DATA:
◇ ◇ ◇ ◇

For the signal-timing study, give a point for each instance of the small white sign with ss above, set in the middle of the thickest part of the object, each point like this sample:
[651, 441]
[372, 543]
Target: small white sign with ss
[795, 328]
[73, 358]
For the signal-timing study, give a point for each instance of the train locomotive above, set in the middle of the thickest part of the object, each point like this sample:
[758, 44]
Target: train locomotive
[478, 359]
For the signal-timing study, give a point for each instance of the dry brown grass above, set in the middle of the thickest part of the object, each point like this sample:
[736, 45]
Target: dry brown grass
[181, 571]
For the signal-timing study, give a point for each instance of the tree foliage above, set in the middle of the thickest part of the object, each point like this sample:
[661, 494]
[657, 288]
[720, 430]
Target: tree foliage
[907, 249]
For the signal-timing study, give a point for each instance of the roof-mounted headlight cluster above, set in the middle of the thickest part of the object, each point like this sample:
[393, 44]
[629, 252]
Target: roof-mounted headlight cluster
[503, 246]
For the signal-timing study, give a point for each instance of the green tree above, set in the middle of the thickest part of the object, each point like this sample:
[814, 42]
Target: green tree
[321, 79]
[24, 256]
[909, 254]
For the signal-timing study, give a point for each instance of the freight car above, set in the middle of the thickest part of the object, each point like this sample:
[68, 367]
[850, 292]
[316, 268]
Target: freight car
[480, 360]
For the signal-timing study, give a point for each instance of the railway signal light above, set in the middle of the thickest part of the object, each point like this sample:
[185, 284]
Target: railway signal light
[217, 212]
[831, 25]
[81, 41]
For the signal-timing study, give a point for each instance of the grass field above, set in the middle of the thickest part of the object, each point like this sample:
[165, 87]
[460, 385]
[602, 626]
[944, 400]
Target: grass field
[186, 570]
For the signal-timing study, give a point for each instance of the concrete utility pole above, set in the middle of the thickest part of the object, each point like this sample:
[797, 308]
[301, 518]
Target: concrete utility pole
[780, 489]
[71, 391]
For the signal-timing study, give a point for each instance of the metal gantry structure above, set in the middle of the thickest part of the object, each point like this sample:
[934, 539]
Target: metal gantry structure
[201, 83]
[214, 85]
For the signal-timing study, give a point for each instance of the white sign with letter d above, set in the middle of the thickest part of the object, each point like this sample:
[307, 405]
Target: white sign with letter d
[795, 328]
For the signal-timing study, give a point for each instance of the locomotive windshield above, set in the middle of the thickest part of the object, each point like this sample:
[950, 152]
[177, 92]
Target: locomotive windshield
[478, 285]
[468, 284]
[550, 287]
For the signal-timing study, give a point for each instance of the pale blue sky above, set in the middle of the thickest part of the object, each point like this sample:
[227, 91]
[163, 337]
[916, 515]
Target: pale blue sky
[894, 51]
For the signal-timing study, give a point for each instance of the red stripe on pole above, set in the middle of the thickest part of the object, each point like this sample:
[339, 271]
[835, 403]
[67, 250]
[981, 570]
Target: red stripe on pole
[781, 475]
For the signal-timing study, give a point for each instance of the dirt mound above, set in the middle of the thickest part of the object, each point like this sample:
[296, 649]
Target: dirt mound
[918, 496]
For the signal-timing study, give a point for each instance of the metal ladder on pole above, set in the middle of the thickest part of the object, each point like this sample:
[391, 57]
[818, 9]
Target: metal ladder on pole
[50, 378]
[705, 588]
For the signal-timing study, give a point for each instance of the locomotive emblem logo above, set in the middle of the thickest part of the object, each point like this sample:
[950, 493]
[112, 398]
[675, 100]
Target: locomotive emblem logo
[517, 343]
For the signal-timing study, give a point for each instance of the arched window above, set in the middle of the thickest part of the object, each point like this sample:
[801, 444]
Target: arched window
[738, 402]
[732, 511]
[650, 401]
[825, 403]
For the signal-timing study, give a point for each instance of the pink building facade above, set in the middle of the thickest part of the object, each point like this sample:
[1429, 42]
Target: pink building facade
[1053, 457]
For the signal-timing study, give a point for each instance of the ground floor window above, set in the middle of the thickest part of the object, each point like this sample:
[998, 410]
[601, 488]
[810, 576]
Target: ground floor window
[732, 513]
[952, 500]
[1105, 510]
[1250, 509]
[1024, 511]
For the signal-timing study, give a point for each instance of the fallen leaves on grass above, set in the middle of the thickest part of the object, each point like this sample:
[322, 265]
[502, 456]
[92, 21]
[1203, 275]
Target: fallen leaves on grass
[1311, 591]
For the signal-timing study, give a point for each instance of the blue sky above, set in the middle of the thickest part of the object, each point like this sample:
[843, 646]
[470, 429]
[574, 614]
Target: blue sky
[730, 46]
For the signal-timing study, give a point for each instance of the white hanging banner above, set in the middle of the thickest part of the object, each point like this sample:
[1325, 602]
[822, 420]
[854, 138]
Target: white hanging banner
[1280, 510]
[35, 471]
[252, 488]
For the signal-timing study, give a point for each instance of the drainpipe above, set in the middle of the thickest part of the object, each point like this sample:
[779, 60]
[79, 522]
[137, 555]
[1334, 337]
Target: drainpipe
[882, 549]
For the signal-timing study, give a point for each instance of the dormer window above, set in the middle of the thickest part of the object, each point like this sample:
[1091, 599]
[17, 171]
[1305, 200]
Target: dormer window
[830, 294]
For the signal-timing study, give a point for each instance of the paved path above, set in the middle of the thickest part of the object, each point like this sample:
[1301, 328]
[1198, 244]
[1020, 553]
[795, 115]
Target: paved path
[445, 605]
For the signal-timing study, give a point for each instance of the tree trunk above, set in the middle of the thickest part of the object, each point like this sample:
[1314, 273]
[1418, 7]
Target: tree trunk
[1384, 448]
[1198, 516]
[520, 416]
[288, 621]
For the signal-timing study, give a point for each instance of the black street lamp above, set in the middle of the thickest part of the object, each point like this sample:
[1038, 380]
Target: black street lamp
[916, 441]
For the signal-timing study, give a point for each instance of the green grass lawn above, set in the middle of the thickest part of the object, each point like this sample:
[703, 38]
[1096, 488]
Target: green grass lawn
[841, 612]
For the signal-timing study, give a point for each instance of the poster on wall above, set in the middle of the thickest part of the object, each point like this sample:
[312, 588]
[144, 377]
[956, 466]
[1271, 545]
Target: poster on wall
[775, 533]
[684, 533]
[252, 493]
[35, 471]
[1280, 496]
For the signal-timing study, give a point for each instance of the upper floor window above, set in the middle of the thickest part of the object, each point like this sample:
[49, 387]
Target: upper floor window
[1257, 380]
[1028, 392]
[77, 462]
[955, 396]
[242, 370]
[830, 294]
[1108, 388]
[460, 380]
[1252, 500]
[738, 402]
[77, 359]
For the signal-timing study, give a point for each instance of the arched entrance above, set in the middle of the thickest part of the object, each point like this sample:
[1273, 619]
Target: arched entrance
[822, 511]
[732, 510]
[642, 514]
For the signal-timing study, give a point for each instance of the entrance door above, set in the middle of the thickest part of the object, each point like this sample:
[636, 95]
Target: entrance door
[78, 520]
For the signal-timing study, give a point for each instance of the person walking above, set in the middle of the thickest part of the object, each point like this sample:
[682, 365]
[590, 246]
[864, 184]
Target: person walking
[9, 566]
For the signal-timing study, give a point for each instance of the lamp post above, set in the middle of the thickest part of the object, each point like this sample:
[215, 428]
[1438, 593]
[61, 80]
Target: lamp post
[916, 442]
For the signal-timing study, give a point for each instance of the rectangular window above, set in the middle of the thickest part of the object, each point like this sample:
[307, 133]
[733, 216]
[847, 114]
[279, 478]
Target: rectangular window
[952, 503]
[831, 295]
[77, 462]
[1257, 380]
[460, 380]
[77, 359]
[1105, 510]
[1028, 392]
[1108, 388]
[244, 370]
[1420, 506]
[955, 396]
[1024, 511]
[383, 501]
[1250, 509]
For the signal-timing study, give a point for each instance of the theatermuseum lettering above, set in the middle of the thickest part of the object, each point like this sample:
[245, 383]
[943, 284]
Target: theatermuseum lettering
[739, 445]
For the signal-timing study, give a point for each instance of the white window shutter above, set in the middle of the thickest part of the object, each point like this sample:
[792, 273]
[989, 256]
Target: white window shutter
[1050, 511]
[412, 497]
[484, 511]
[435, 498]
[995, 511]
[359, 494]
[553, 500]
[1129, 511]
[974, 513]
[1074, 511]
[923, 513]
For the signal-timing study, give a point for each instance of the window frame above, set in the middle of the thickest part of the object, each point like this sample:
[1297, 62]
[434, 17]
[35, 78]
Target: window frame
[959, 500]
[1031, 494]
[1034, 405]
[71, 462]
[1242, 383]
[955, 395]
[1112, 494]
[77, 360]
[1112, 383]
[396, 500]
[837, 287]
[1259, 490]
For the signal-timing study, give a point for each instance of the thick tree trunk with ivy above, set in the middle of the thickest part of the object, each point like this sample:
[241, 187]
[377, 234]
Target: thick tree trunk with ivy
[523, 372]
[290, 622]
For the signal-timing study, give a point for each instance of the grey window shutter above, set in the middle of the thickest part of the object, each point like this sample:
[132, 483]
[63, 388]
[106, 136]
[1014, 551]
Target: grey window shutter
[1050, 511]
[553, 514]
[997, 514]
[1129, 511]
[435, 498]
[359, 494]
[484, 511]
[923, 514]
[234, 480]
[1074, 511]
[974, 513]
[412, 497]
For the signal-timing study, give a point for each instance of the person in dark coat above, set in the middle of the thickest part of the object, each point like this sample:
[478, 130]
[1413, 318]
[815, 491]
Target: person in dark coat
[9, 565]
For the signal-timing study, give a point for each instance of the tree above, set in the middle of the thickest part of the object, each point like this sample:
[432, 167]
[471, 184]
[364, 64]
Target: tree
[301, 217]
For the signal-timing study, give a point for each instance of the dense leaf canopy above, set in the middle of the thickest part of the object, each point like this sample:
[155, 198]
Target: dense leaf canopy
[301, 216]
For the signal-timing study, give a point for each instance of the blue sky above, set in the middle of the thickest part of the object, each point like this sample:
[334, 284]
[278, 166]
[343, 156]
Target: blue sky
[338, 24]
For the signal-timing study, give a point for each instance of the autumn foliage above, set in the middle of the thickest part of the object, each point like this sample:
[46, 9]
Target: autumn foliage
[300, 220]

◇ ◇ ◇ ◇

TASK INSTRUCTIONS:
As the answer, set down only the lines from the data above between the one holding "the white window" and the one holding "the thick tree", inclusive, exactly as they read.

EXERCISE SOLUTION:
For the signal-timing study, give a point for each instance of the white window shutter above, set in the middle of the thickest part of the object, each point like this sample:
[792, 273]
[989, 256]
Target: white window shutter
[1050, 511]
[412, 497]
[484, 511]
[435, 498]
[995, 511]
[359, 494]
[553, 500]
[1129, 511]
[974, 513]
[1074, 511]
[923, 513]
For the signal-timing study, give a point for each instance of the window frame above, set in the middle of the thickest part of the object, each point like this sample:
[1297, 62]
[434, 17]
[35, 78]
Target: window frame
[959, 500]
[1031, 494]
[1034, 405]
[71, 462]
[1242, 383]
[955, 395]
[1112, 494]
[77, 360]
[1112, 383]
[396, 500]
[837, 287]
[1259, 490]
For the signal-timing study, give a point for each instance of the thick tree trunk with ivy above, set in the middle of the thickest part of the object, each point like this sample:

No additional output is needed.